DESCRIPTION OF THE TASK
What is needed is a verbatim copy of all the records.
------------------------------------------------------------
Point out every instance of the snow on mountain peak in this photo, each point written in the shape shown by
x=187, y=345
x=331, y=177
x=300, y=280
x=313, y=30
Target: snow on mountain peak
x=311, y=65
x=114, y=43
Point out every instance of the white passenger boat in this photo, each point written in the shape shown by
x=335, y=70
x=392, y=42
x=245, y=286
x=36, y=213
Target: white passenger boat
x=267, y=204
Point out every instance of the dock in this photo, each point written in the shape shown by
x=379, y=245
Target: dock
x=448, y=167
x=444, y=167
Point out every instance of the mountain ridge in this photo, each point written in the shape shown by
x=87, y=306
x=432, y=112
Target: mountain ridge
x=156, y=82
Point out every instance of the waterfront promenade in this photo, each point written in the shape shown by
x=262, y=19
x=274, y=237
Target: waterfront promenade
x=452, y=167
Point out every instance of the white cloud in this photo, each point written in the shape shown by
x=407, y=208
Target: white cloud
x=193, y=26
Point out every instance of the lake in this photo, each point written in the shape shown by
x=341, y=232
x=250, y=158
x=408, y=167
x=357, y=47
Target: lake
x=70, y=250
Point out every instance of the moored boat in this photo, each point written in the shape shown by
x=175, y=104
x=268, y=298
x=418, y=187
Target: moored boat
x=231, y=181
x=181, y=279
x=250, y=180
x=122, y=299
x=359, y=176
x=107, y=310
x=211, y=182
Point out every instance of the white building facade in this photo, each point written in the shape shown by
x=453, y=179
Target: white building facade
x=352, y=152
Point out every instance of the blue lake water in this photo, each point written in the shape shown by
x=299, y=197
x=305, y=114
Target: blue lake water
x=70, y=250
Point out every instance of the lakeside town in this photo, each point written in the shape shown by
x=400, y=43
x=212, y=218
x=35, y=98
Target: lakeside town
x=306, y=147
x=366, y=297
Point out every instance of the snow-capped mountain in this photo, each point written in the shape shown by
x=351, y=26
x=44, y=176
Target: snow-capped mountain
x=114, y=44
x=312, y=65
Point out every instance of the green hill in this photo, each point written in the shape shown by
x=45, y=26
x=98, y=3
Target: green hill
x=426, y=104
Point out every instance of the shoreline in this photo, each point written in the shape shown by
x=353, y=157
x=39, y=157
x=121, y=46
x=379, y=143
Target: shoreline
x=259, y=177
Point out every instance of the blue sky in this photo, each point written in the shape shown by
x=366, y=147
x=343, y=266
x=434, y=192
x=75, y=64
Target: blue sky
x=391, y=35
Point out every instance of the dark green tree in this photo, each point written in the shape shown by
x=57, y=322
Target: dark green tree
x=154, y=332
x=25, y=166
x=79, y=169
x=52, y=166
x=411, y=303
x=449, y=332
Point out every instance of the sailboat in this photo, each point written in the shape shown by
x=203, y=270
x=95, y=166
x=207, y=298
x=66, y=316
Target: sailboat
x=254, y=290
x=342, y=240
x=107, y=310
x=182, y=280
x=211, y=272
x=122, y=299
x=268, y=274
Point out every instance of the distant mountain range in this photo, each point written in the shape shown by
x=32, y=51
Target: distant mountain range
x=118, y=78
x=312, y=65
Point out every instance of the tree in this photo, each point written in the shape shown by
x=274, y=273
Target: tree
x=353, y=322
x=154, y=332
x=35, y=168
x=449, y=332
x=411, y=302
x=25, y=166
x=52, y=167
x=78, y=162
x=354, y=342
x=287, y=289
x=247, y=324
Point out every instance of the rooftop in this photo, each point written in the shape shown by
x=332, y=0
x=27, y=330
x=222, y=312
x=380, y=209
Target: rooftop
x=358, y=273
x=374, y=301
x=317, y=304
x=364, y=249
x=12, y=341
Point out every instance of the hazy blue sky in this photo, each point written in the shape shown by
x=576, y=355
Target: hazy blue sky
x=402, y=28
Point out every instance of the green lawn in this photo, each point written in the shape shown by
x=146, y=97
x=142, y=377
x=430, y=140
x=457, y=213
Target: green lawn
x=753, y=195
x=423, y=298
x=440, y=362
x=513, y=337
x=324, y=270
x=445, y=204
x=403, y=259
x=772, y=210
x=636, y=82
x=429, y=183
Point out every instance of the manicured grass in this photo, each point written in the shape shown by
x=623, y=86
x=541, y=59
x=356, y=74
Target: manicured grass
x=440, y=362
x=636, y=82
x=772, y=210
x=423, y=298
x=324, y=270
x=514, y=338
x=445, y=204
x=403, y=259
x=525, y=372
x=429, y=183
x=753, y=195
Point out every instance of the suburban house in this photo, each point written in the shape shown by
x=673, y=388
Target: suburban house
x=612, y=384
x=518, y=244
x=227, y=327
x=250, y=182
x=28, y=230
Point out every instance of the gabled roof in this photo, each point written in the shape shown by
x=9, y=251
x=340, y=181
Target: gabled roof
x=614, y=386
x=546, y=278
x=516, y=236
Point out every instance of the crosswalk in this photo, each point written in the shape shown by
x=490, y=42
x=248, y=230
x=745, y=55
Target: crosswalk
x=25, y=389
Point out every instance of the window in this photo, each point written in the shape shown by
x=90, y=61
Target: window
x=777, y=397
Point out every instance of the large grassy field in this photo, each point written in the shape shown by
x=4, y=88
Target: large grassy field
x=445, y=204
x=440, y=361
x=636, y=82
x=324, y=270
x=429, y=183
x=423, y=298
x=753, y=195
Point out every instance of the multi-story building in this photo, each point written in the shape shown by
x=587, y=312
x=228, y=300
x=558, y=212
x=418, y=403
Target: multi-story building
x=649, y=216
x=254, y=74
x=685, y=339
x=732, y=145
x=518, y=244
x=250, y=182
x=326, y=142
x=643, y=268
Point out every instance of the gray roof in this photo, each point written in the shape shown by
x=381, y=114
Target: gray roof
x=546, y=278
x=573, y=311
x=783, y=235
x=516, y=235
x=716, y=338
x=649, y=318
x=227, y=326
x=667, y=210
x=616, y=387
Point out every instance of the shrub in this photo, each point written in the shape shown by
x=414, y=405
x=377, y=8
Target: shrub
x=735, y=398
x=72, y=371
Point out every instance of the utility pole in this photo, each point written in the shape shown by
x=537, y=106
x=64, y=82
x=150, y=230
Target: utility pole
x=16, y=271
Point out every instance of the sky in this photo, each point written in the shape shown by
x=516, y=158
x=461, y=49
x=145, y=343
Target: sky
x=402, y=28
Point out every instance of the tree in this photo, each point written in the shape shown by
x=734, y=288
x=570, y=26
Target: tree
------------------------------------------------------------
RESPONSE
Point out every instance of the snow on mountain peak in this photo, each point written in the shape shown by
x=187, y=345
x=331, y=177
x=300, y=280
x=313, y=30
Target: snow on mountain peak
x=311, y=65
x=114, y=43
Point out every instance of the white passenger boat in this photo, each point written in the shape shown by
x=335, y=70
x=392, y=42
x=245, y=286
x=36, y=213
Target: white passenger boat
x=267, y=204
Point out every instance of the dock in this photo, each point written in the shape shown by
x=379, y=245
Target: dock
x=448, y=167
x=444, y=167
Point out every instance of the mountain ridge in this photo, each point written in the shape shown by
x=87, y=306
x=432, y=112
Target: mountain ridge
x=156, y=82
Point out every instance of the waterfront promenade in this photo, each point written in the shape shown by
x=262, y=19
x=274, y=237
Target: waterfront promenade
x=452, y=167
Point out every instance of the white cloud in this photo, each point written in the shape shown by
x=407, y=208
Target: white cloud
x=193, y=26
Point out every instance of the lake in this photo, each point written in the shape shown by
x=341, y=232
x=250, y=158
x=408, y=167
x=357, y=47
Target: lake
x=70, y=250
Point out every instance of the moored boat in this photo, each point written in the shape shown by
x=175, y=104
x=268, y=298
x=418, y=187
Target: moored boat
x=231, y=181
x=181, y=279
x=250, y=180
x=122, y=299
x=359, y=176
x=107, y=310
x=211, y=182
Point out every instance of the white building facade in this photo, each point written in the shape shown by
x=453, y=179
Target: white building facade
x=352, y=152
Point out every instance of the blue lake water in this photo, each point written in the shape shown by
x=299, y=197
x=305, y=114
Target: blue lake water
x=70, y=250
Point out every instance of the lakeside town in this photo, each point written in the shape shown by
x=400, y=43
x=212, y=218
x=35, y=98
Target: lakeside town
x=306, y=147
x=366, y=297
Point out every instance of the snow-capped mountain in this photo, each point written in the shape shown by
x=351, y=26
x=44, y=176
Target: snow-capped mountain
x=114, y=44
x=312, y=65
Point out every instance of the green hill in this photo, each point written in the shape shown by
x=45, y=26
x=98, y=3
Target: green hill
x=426, y=104
Point out every instance of the shoreline in this photo, each point written in the shape shown by
x=353, y=157
x=39, y=157
x=121, y=46
x=379, y=143
Target: shoreline
x=259, y=177
Point out every instance of the blue sky in this photo, each point written in the shape shown by
x=366, y=147
x=343, y=266
x=434, y=192
x=75, y=64
Target: blue sky
x=391, y=35
Point out every instance of the dark green tree in this photo, each point written in the shape shown by
x=57, y=322
Target: dark green tree
x=154, y=332
x=25, y=166
x=79, y=169
x=52, y=166
x=411, y=303
x=449, y=332
Point out every instance of the sailboat in this photo, each point written in the shape shown by
x=203, y=270
x=95, y=166
x=207, y=298
x=66, y=316
Target: sailboat
x=254, y=290
x=342, y=240
x=107, y=310
x=182, y=280
x=211, y=272
x=122, y=299
x=268, y=274
Point out every instance of the distant mountain range in this photo, each point written in the shape shown by
x=32, y=51
Target: distant mountain range
x=118, y=78
x=312, y=65
Point out every instance of the tree in this photo, each point written in the shape shown by
x=274, y=273
Target: tree
x=353, y=322
x=154, y=332
x=35, y=168
x=449, y=332
x=411, y=302
x=25, y=166
x=52, y=167
x=78, y=162
x=354, y=342
x=287, y=289
x=247, y=324
Point out every instance of the rooftop in this photo, each point written in the shape shown by
x=332, y=0
x=27, y=330
x=222, y=312
x=380, y=209
Target: rooftop
x=358, y=273
x=374, y=301
x=317, y=304
x=364, y=249
x=12, y=341
Point out every instance of the hazy blue sky in this photo, each point written in the shape shown by
x=576, y=355
Target: hazy blue sky
x=402, y=28
Point out every instance of the green lawn in this photo, each point written in the shape shown by
x=146, y=97
x=142, y=377
x=430, y=140
x=457, y=213
Target: green lawn
x=753, y=195
x=423, y=298
x=440, y=362
x=513, y=337
x=324, y=270
x=445, y=204
x=403, y=259
x=772, y=210
x=636, y=82
x=429, y=183
Point out every instance of the manicured grass in this photo, each point written in the shape shown by
x=623, y=86
x=541, y=59
x=356, y=74
Target: manicured grass
x=440, y=362
x=636, y=82
x=772, y=210
x=423, y=298
x=324, y=270
x=514, y=338
x=445, y=204
x=403, y=259
x=525, y=372
x=429, y=183
x=753, y=195
Point out every instance of the suburban house in this photo, each point written in the shape shown by
x=673, y=388
Target: suburban house
x=612, y=384
x=518, y=244
x=227, y=327
x=250, y=182
x=28, y=230
Point out every instance of the gabled roof in this photo, each point written in the shape shown by
x=9, y=251
x=340, y=181
Target: gabled roof
x=614, y=386
x=546, y=278
x=516, y=236
Point out every instance of the crosswalk in this photo, each point written in the shape shown by
x=490, y=42
x=248, y=230
x=745, y=55
Target: crosswalk
x=25, y=389
Point out every instance of the window in this photo, each point written in the shape shown by
x=90, y=61
Target: window
x=777, y=397
Point out every instance of the large grassy field in this photo, each point written in the shape shown by
x=4, y=88
Target: large grassy field
x=445, y=204
x=440, y=361
x=636, y=82
x=324, y=270
x=429, y=183
x=423, y=298
x=753, y=195
Point out every instance of the multi-story building in this photo, each point written in the shape shown by
x=587, y=312
x=228, y=300
x=558, y=212
x=418, y=403
Target: multi-story building
x=649, y=216
x=254, y=74
x=685, y=339
x=732, y=145
x=518, y=244
x=250, y=182
x=326, y=142
x=643, y=268
Point out every instance of the gray roof in this photo, each point written in the shape shown by
x=381, y=114
Target: gray roof
x=546, y=278
x=573, y=311
x=783, y=235
x=516, y=235
x=716, y=338
x=649, y=318
x=227, y=326
x=667, y=210
x=616, y=387
Point out every instance of the shrub in this photo, each point written in the shape shown by
x=414, y=405
x=377, y=8
Target: shrub
x=735, y=398
x=72, y=371
Point out every instance of the utility pole in this photo, each point written in the shape shown by
x=537, y=106
x=64, y=82
x=150, y=230
Target: utility pole
x=16, y=271
Point out every instance of the sky in this photo, each point written in the shape shown by
x=516, y=158
x=461, y=49
x=145, y=343
Target: sky
x=402, y=28
Point out every instance of the tree in this photo, each point written in the shape shown by
x=734, y=288
x=570, y=26
Target: tree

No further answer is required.